◆ **BRIEF**
Rewrite the records with "white trousers" swapped for "white pants" everywhere it occurs, changing nothing else, and omit the pictures from your answer.

Entries from a pointing dataset
-- START --

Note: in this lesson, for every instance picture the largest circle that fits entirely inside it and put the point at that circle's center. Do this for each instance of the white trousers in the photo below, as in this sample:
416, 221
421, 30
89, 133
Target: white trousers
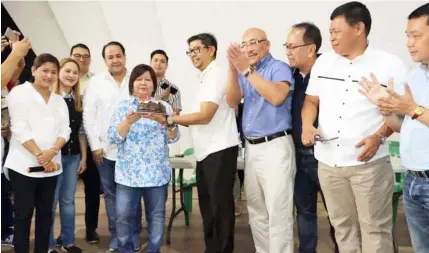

-- END --

◆ **REPLY**
Note: in this lesson, for every instance picture the largest circle that fits entirely inside it and put the point at that circle's center. Do this for each instance of the white pants in the photo below, as in this sample:
416, 221
421, 30
89, 133
Target: white pants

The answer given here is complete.